A detailed description of step S03 will be described with reference to FIG. 5.
At step S301, a first updated record in the first updated file checksum list is received by the first data node, a first request for a target block checksum list is sent to the first corresponding target data node, the first block is divided into the plurality of chunks and the plurality of chunk checksums are calculated, and a chunk hash value of each of the plurality of chunk checksums is calculated according to a second hash function.
Specifically, the first data node receives the first updated record. Firstly, the first updated record and the first request for a target block checksum list are sent to the first corresponding target data node according to an ID of the first corresponding target block and an ID of the first corresponding data node. Then, the first block is divided into two hundred and fifty six chunks with a same size, and the plurality of chunk checksums are generated by using a MD5 algorithm, Finally, the chunk hash value of each of the plurality of chunk checksums is calculated by using the second hash function configured to obtain a remainder by dividing each of the plurality of chunk checksums by 128. The MD5 algorithm (Message Digest Algorithm 5) is a hash function in a field of computer security and configured to obtaining a 32-bit hexadecimal numeric string according to a variable-length character string. In other embodiments, the chunk checksum of each of the plurality of chunk checksums may be calculated by a sha-1 algorithm, a RIPEMD algorithm or a Haval algorithm.

..............................

Task to complete: Print the checksum passage above in full, word for word.

Source data:
..............................

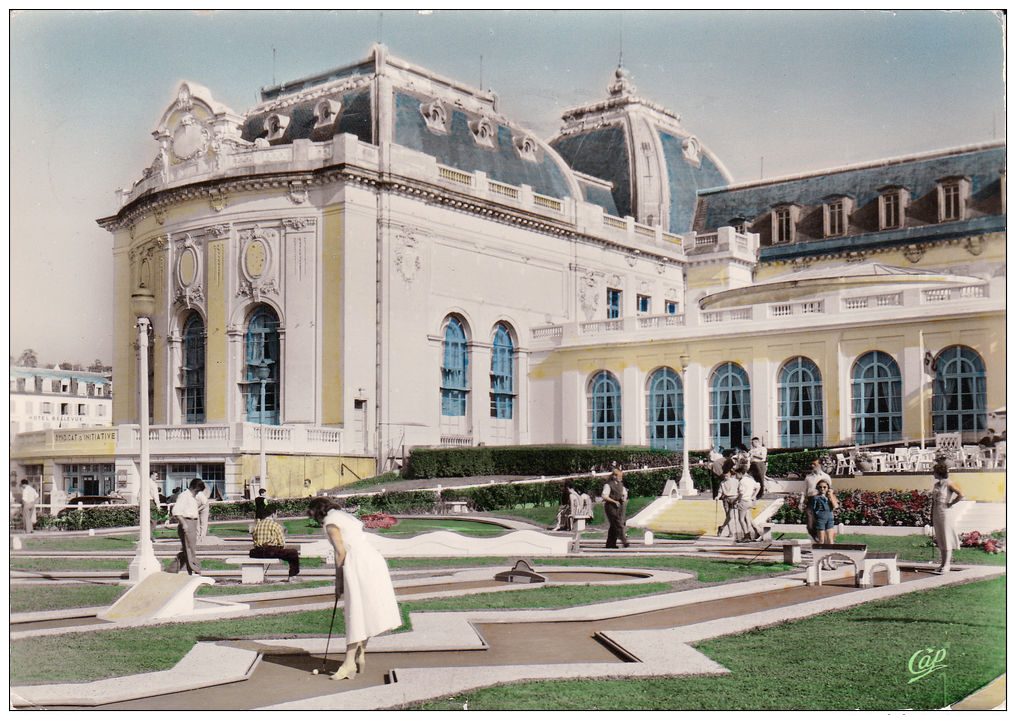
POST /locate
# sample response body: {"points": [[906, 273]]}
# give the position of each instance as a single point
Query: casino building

..............................

Solved problem:
A detailed description of step S03 will be described with reference to FIG. 5.
At step S301, a first updated record in the first updated file checksum list is received by the first data node, a first request for a target block checksum list is sent to the first corresponding target data node, the first block is divided into the plurality of chunks and the plurality of chunk checksums are calculated, and a chunk hash value of each of the plurality of chunk checksums is calculated according to a second hash function.
Specifically, the first data node receives the first updated record. Firstly, the first updated record and the first request for a target block checksum list are sent to the first corresponding target data node according to an ID of the first corresponding target block and an ID of the first corresponding data node. Then, the first block is divided into two hundred and fifty six chunks with a same size, and the plurality of chunk checksums are generated by using a MD5 algorithm, Finally, the chunk hash value of each of the plurality of chunk checksums is calculated by using the second hash function configured to obtain a remainder by dividing each of the plurality of chunk checksums by 128. The MD5 algorithm (Message Digest Algorithm 5) is a hash function in a field of computer security and configured to obtaining a 32-bit hexadecimal numeric string according to a variable-length character string. In other embodiments, the chunk checksum of each of the plurality of chunk checksums may be calculated by a sha-1 algorithm, a RIPEMD algorithm or a Haval algorithm.